##### Okuma Metni

ANITLAR ANIMIZDIR
Tektaş Ağaoğlu ağabeyin anısına.
Ispanak aldım, dün. Kimse de “A, ıspanak aldı şu kadın!” demedi.
Normaldi bu alışveriş markette.
Tektaş ağabey önceki gün öldü. Sessizce.
Öyle çok, saatlerce haber olmadı ölümü, birkaç haber kanalı dışında çoğu
farkına bile varmadı ya da varıp duyurmadı. Birçok sol partinin kurucu üyesiydi
oysa. Ülkenin geleceği için düşünceler üreten, kaygı duyan, yol gösteren...
Üreten ve bölüşen bir insandı. Sömüren ve hep alan değil. Menderes döneminin
bakanlarından birinin oğluydu, sağ gelenekten, ne istese olurdu o yolda gitse,
o gitmedi. Sol dedi, sosyalizm dedi. Eşitlik, adalet ancak bunlar ile gelecek
ülkemize.
Duyarsızlık ülkenin olağanüstü hallerde olmasından değildi,
umursamıyordu artık kimse ömründen ömür verenleri, ülkenin barışçıl geleceğini
kurmak isteyenleri.
Sığamadım eve.
Kırılıyor insan, gadre uğramış gibi hissediyor böyle
duyarsızlıklarda.
Yapacak başka bir şey bulamadım evde dönenirken. Çıktım,
şehre indim, eve dönerken de ıspanak aldım iki bağ.

##########
##### Çıkarılan Bilgiler

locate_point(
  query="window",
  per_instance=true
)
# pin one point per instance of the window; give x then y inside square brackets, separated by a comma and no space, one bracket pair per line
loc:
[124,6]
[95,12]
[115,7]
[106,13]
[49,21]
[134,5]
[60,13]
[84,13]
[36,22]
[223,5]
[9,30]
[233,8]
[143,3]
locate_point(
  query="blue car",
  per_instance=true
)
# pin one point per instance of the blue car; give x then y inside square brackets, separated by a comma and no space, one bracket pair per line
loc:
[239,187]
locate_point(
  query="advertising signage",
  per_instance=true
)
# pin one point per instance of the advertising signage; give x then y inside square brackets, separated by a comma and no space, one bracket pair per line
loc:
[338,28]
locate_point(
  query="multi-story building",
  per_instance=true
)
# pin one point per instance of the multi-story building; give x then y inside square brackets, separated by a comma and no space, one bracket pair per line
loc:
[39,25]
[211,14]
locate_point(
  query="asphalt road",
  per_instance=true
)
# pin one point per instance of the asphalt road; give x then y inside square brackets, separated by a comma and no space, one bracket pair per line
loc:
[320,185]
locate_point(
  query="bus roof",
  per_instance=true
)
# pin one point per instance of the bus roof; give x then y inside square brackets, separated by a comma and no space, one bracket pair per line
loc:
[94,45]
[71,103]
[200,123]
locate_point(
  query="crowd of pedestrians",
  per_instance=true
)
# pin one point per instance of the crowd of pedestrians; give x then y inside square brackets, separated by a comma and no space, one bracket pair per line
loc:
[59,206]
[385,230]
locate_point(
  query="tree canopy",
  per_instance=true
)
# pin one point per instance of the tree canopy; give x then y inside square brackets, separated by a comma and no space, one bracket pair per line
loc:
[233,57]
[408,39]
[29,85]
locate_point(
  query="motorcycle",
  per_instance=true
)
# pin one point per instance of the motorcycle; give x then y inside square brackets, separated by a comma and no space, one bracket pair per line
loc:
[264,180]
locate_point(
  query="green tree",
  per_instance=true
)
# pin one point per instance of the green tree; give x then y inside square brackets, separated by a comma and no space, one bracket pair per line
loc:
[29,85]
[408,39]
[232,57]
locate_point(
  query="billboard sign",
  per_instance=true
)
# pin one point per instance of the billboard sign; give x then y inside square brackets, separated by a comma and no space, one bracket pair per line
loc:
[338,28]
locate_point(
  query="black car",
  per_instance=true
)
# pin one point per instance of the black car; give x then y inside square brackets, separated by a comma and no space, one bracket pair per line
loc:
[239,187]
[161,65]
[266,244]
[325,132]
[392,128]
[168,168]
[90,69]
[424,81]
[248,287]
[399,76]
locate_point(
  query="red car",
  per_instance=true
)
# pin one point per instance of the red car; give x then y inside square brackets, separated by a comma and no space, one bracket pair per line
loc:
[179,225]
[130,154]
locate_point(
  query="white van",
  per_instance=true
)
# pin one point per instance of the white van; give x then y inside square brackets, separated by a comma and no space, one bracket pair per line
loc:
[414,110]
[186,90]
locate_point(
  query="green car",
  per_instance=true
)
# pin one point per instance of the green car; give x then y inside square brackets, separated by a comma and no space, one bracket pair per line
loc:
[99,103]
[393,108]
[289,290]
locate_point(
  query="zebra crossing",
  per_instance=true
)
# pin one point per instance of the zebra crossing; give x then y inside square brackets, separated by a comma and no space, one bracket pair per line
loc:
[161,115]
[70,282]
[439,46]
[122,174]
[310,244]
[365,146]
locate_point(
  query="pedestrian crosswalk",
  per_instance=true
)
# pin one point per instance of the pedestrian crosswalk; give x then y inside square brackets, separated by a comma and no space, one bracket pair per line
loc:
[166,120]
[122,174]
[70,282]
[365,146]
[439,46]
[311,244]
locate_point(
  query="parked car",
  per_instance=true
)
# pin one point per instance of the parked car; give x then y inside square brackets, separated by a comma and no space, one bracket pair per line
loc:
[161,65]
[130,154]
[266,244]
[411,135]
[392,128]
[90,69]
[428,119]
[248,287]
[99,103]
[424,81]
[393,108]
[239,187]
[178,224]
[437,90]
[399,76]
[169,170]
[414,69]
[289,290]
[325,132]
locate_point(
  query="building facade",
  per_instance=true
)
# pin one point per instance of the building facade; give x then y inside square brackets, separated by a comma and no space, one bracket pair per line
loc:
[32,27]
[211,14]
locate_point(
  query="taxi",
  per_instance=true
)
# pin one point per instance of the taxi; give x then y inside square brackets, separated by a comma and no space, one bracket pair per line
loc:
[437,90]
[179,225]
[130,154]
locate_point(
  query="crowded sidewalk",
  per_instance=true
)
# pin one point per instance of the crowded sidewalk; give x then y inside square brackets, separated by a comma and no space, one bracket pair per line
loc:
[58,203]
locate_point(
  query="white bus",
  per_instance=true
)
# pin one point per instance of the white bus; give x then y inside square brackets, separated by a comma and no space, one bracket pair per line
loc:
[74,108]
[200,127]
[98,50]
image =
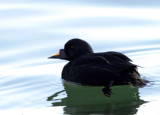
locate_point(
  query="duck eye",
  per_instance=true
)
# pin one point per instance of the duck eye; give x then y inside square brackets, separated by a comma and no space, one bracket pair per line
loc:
[72,47]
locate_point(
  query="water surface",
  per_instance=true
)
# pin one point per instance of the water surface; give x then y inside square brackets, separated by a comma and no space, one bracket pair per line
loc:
[31,31]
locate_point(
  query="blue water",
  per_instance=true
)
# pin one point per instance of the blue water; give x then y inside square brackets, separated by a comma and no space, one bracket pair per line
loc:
[31,31]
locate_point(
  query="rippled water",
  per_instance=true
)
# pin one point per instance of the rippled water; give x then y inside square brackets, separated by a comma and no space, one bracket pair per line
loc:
[34,30]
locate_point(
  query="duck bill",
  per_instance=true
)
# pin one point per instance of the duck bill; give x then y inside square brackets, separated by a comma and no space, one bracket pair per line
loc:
[60,55]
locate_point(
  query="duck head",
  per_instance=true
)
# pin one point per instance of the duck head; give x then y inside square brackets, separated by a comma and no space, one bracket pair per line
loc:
[73,49]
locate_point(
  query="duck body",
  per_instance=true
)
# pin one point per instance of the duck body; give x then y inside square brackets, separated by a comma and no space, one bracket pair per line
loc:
[97,69]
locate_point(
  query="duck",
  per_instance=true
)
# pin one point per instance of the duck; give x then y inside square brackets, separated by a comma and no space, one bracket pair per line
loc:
[97,69]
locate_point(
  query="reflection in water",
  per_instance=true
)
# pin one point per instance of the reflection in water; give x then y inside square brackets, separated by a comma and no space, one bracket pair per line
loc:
[90,100]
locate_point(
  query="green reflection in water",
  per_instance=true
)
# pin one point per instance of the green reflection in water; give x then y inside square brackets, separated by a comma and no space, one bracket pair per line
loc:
[83,100]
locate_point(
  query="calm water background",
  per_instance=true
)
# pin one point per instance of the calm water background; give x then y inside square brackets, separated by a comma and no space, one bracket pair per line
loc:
[32,30]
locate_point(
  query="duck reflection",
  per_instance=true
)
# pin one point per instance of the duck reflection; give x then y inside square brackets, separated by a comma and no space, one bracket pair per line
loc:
[90,100]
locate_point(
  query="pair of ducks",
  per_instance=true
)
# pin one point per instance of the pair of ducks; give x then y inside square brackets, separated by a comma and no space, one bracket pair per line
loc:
[97,69]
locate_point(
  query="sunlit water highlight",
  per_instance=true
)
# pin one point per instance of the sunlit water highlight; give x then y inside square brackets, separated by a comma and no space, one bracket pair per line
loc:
[32,31]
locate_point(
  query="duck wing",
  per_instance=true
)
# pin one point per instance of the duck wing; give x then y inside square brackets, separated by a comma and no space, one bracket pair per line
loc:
[89,70]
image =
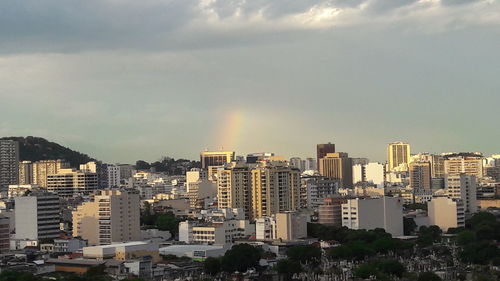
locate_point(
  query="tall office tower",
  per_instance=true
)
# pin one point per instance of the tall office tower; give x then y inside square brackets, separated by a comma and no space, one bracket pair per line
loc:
[253,158]
[322,150]
[70,182]
[446,212]
[37,216]
[330,212]
[42,169]
[370,213]
[275,189]
[126,171]
[234,187]
[375,174]
[113,175]
[464,163]
[463,187]
[101,169]
[9,163]
[311,164]
[398,153]
[420,175]
[215,158]
[337,166]
[4,234]
[199,191]
[25,172]
[437,163]
[358,173]
[193,176]
[314,189]
[297,163]
[113,216]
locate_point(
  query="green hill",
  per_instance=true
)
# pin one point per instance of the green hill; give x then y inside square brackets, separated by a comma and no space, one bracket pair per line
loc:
[35,149]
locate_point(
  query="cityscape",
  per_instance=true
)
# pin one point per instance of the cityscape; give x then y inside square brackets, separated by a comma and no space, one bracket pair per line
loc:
[249,140]
[417,216]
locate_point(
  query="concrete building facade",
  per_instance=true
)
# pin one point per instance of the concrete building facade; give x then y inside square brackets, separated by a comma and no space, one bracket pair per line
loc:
[370,213]
[70,182]
[398,153]
[337,166]
[446,212]
[37,216]
[9,163]
[115,213]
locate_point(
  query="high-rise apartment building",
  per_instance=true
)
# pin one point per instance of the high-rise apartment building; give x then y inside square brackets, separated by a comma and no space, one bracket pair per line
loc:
[108,175]
[420,175]
[297,163]
[370,213]
[113,216]
[234,187]
[463,163]
[25,172]
[398,153]
[463,187]
[69,182]
[9,163]
[4,234]
[322,150]
[330,213]
[113,174]
[314,189]
[371,173]
[216,158]
[275,189]
[310,164]
[42,169]
[337,166]
[446,212]
[37,216]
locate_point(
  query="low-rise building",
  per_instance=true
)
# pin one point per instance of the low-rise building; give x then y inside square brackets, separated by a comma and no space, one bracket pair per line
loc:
[330,213]
[446,212]
[370,213]
[215,232]
[287,226]
[123,251]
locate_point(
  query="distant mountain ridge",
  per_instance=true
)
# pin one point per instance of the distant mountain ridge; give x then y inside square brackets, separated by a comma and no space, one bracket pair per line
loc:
[36,148]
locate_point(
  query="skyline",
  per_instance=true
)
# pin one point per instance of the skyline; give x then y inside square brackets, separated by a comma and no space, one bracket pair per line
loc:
[276,76]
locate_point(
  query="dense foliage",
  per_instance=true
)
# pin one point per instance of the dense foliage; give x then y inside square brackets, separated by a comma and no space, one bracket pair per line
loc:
[381,269]
[357,244]
[93,274]
[168,165]
[239,258]
[478,239]
[162,221]
[305,254]
[35,149]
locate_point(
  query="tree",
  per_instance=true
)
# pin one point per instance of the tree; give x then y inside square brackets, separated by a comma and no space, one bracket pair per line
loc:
[409,226]
[466,237]
[428,276]
[305,254]
[391,267]
[240,257]
[211,266]
[288,267]
[168,222]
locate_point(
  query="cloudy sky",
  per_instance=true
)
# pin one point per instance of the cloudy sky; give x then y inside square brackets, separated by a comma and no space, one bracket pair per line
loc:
[124,80]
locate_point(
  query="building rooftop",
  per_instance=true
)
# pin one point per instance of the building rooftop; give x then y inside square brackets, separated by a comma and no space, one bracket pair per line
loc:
[185,248]
[133,243]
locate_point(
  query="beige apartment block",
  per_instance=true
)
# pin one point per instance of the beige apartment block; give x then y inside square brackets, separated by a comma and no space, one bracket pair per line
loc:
[115,213]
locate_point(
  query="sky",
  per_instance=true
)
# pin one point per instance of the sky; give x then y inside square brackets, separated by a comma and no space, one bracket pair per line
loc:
[123,80]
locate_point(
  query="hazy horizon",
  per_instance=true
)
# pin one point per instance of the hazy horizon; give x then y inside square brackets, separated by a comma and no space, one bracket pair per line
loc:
[129,80]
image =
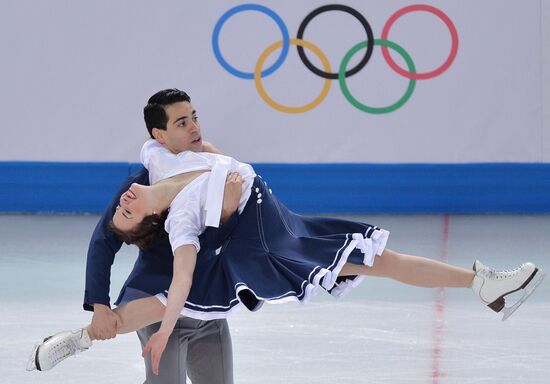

##########

• _Görev Koşulları_:
a – Okuma metnini baştan sona, hiçbir değişiklik yapmadan yazdır.
b – Listede "tree" sözcüğünü içeren her satırı bir araya topla. Büyük ve küçük harf farkı dikkate alınır.

• _Görev Çözümleri_:
a –
ANITLAR ANIMIZDIR
Tektaş Ağaoğlu ağabeyin anısına.
Ispanak aldım, dün. Kimse de “A, ıspanak aldı şu kadın!” demedi.
Normaldi bu alışveriş markette.
Tektaş ağabey önceki gün öldü. Sessizce.
Öyle çok, saatlerce haber olmadı ölümü, birkaç haber kanalı dışında çoğu
farkına bile varmadı ya da varıp duyurmadı. Birçok sol partinin kurucu üyesiydi
oysa. Ülkenin geleceği için düşünceler üreten, kaygı duyan, yol gösteren...
Üreten ve bölüşen bir insandı. Sömüren ve hep alan değil. Menderes döneminin
bakanlarından birinin oğluydu, sağ gelenekten, ne istese olurdu o yolda gitse,
o gitmedi. Sol dedi, sosyalizm dedi. Eşitlik, adalet ancak bunlar ile gelecek
ülkemize.
Duyarsızlık ülkenin olağanüstü hallerde olmasından değildi,
umursamıyordu artık kimse ömründen ömür verenleri, ülkenin barışçıl geleceğini
kurmak isteyenleri.
Sığamadım eve.
Kırılıyor insan, gadre uğramış gibi hissediyor böyle
duyarsızlıklarda.
Yapacak başka bir şey bulamadım evde dönenirken. Çıktım,
şehre indim, eve dönerken de ıspanak aldım iki bağ.

b –
  query="tree canopy",
# pin one point per instance of the tree canopy; give x then y inside square brackets, separated by a comma and no space, one bracket pair per line
  query="green tree",
# pin one point per instance of the green tree; give x then y inside square brackets, separated by a comma and no space, one bracket pair per line
  query="tree",
# pin one point per instance of the tree; give x then y inside square brackets, separated by a comma and no space, one bracket pair per line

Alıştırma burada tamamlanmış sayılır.